## GIVEN REQUEST
Present every line of the following data as a numbered list, omitting any blank lines.

[Coordinate labeling data]
· · · · ·

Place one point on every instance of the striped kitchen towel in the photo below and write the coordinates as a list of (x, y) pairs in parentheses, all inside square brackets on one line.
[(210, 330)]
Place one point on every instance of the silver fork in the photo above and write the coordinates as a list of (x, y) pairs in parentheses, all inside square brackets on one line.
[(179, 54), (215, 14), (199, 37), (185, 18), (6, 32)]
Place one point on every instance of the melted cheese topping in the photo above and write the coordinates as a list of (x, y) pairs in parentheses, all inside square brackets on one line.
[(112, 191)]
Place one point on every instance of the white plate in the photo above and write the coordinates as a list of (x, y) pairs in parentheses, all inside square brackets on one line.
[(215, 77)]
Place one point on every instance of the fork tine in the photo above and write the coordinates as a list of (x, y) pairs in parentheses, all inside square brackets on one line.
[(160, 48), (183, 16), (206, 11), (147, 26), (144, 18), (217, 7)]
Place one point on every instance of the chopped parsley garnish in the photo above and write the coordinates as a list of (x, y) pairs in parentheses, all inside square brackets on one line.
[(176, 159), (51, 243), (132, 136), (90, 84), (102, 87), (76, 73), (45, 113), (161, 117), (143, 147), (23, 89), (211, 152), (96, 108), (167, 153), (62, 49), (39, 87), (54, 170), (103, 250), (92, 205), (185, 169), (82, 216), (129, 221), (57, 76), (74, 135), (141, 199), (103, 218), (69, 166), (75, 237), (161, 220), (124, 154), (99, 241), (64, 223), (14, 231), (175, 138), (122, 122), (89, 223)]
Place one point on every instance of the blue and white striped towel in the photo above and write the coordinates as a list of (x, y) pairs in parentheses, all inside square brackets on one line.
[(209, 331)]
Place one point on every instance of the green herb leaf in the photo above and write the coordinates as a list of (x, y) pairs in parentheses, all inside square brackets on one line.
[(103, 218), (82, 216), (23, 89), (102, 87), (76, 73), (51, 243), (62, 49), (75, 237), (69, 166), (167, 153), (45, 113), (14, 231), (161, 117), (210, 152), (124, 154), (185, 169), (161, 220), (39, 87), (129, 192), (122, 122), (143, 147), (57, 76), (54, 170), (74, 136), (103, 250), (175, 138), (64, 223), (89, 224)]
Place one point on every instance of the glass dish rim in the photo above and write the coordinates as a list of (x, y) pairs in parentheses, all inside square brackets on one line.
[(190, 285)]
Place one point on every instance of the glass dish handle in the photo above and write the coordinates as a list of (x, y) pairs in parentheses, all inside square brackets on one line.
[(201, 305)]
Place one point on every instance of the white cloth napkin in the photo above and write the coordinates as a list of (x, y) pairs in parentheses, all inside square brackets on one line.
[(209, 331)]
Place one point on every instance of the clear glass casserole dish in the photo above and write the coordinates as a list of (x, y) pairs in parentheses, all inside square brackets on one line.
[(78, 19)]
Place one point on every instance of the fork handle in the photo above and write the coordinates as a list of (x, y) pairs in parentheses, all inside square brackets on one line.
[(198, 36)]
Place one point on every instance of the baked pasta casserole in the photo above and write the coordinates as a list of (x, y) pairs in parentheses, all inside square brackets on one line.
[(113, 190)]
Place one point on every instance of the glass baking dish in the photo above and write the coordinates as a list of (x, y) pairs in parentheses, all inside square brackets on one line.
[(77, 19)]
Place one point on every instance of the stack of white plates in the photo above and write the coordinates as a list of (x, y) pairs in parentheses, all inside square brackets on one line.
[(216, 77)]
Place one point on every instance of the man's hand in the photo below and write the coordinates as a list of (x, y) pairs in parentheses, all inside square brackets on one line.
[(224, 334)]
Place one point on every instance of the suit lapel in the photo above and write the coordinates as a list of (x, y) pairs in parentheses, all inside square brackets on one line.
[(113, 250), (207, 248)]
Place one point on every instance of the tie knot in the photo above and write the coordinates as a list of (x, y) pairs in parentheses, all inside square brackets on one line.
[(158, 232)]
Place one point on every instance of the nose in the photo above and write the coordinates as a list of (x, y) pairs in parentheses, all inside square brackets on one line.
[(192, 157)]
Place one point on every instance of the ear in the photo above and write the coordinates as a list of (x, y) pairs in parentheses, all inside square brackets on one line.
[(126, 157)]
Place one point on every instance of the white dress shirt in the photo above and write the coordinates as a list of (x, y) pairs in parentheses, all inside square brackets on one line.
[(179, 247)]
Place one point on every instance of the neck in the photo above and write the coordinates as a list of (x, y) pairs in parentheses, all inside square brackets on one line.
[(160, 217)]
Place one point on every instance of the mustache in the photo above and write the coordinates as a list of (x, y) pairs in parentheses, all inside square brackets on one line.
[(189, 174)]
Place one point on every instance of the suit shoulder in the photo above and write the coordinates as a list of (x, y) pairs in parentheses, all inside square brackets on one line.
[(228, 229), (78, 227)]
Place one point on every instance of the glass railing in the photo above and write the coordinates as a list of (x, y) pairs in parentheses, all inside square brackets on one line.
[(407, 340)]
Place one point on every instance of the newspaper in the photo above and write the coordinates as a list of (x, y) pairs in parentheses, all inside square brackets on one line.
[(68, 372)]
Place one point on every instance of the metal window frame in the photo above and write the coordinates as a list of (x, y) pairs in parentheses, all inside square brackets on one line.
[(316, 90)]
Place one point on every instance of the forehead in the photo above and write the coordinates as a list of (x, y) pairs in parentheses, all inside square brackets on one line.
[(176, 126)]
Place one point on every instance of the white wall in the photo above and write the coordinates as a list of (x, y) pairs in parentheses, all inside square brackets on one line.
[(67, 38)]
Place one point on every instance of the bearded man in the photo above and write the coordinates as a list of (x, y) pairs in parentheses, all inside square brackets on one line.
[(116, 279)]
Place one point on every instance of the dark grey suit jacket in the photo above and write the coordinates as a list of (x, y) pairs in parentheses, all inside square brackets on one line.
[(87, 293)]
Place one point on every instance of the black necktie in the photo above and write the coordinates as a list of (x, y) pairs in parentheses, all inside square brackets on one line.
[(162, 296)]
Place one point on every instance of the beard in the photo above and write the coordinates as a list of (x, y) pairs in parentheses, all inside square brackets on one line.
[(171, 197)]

· · · · ·

## PROBLEM SOLUTION
1. Place one point on every instance of the striped kitchen towel in the photo below and write the coordinates as a list of (x, y) pairs in parentheses, all inside square brackets on one line.
2. [(210, 330)]
3. Place one point on every instance of the silver fork in the photo above and write the coordinates as a list of (x, y) pairs in parentheses, all inside square brackets on one line.
4. [(179, 54), (215, 14), (199, 37), (185, 18), (6, 32)]
5. Place one point on every instance of the melted cheese topping in the photo above and write the coordinates as a list of (x, y) pairs in parentheses, all inside square brackets on one line.
6. [(112, 191)]
7. Place one point on every instance of the white plate in the photo above and write the coordinates as a list of (x, y) pairs in parentheses, all inside square brackets on one line.
8. [(215, 77)]
9. Place one point on every instance of the fork tine in the photo above and write the coordinates as a list of (x, y) pairs in parentheses, all inside square brackets on one line.
10. [(160, 48), (183, 16), (206, 11), (147, 26), (144, 18), (217, 7)]
11. Place one point on every instance of the chopped parsley garnish in the photo above and write the coordinates as a list of (x, y) pairs in parentheses, all inside square brackets on one line.
12. [(176, 159), (51, 243), (132, 136), (90, 84), (102, 87), (76, 73), (45, 113), (161, 117), (143, 147), (23, 89), (211, 152), (96, 108), (167, 153), (62, 49), (39, 87), (54, 170), (103, 250), (92, 205), (185, 169), (82, 216), (129, 221), (57, 76), (74, 135), (141, 199), (103, 218), (69, 166), (75, 237), (161, 220), (124, 154), (99, 241), (64, 223), (14, 231), (175, 138), (122, 122), (89, 223)]
13. Place one point on every instance of the blue and white striped towel in the photo above and write the coordinates as a list of (x, y) pairs in parentheses, all inside square brackets on one line.
14. [(209, 331)]
15. Place one point on every instance of the green herb leaf in the photo above and write the coordinates as a list of (x, y) pairs in parentheses, all inside square brackets on one line.
16. [(103, 218), (82, 216), (23, 89), (102, 87), (76, 73), (51, 243), (62, 49), (75, 237), (69, 166), (167, 153), (45, 113), (14, 231), (161, 117), (210, 152), (124, 154), (185, 169), (161, 220), (39, 87), (129, 192), (122, 122), (143, 147), (57, 76), (54, 170), (74, 136), (103, 250), (175, 138), (64, 223), (89, 224)]
17. Place one point on every instance of the glass dish rim in the photo above and write the coordinates as a list of (x, y) pairs in parentheses, all inside square brackets on one line.
18. [(190, 285)]
19. Place one point on every instance of the glass dish handle in the photo above and write the coordinates as a list of (x, y) pairs in parentheses, all inside square brackets on one line.
20. [(201, 305)]
21. Place one point on every instance of the white cloth napkin in the photo above and write the coordinates as a list of (x, y) pairs in parentheses, all inside square brackets on one line.
22. [(209, 331)]
23. Place one point on every instance of the clear glass casserole dish in the photo above and write the coordinates as a list of (x, y) pairs in parentheses, all inside square brackets on one line.
24. [(78, 19)]
25. Place one point on every instance of the fork handle in the photo above and write the coordinates as a list of (x, y) pairs in parentheses, all inside square brackets on one line.
26. [(198, 36)]
27. Place one point on every instance of the baked pasta casserole in the photo above and write the coordinates as a list of (x, y) pairs in parentheses, all inside square brackets on one line.
28. [(113, 190)]
29. Place one point on every instance of the glass baking dish in the photo above and write the coordinates as a list of (x, y) pairs in parentheses, all inside square brackets on one line.
30. [(77, 19)]
31. Place one point on every instance of the stack of white plates in the photo above and write the coordinates as a list of (x, y) pairs in parentheses, all inside square brackets on one line.
32. [(216, 77)]
33. Place one point on every instance of the man's hand in the photo below and write the coordinates as a list of (x, y) pairs in parentheses, all inside square brackets on one line.
34. [(224, 334)]
35. Place one point on every instance of the suit lapel in the photo above and write the coordinates as a list of (x, y) pairs in parentheses, all inside square brackets on one line.
36. [(113, 250), (207, 248)]
37. Place one point on every instance of the tie knot in the photo above and write the coordinates as a list of (x, y) pairs in parentheses, all inside square brackets on one line.
38. [(158, 232)]
39. Place one point on every instance of the nose in the photo above and write the coordinates as a list of (x, y) pairs in parentheses, all inside square brackets on one line.
40. [(192, 157)]
41. Place one point on every instance of the ear in the photo above and write the coordinates as a list of (x, y) pairs in parentheses, all inside square brackets on one line.
42. [(126, 157)]
43. Place one point on every instance of the white dress shirt in the photo above and write the coordinates as a list of (x, y) pairs in parentheses, all inside square brackets on one line.
44. [(179, 247)]
45. Place one point on every instance of the neck in the photo above and write the coordinates as a list of (x, y) pairs in parentheses, all inside square brackets on one line.
46. [(160, 217)]
47. Place one point on every instance of the mustache in the photo above and write the coordinates as a list of (x, y) pairs in parentheses, all inside square brackets on one line.
48. [(189, 174)]
49. Place one point on every instance of the suit shoulder in the photo above and write the coordinates as a list of (x, y) pairs in parentheses, all inside square brackets on one line.
50. [(228, 229), (78, 227)]
51. Place one point on every instance of the glass railing in the photo above and write the coordinates as a list of (x, y) pairs in parentheses, all inside square brackets on one line.
52. [(407, 340)]
53. Place one point on every instance of the newspaper in the photo above and write the coordinates as a list of (x, y) pairs in parentheses, all inside square brackets on one line.
54. [(68, 372)]
55. Place one point on every instance of the metal window frame in the photo above and write the coordinates as a list of (x, y) pairs in parentheses, all inside square brackets on one line.
56. [(316, 90)]
57. Place one point on every instance of the forehead in the photo above and write the coordinates as a list of (x, y) pairs in parentheses, all inside square brackets on one line.
58. [(176, 126)]
59. Place one point on every instance of the white wall in the photo above and write the coordinates as a list of (x, y) pairs in parentheses, all inside square brackets on one line.
60. [(67, 38)]
61. Place one point on every instance of the bearded man in the photo above and write the coordinates as a list of (x, y) pairs in parentheses, all inside square brackets on one line.
62. [(116, 279)]
63. Place one point on every instance of the dark grey suit jacket in the photo above and write the coordinates as a list of (x, y) pairs in parentheses, all inside square brackets on one line.
64. [(87, 293)]
65. Place one point on every instance of the black necktie in the photo above and write the coordinates as a list of (x, y) pairs in parentheses, all inside square brackets on one line.
66. [(162, 296)]
67. Place one point on every instance of the beard in the photo above and write the coordinates as a list of (x, y) pairs in parentheses, all inside square brackets on one line.
68. [(171, 197)]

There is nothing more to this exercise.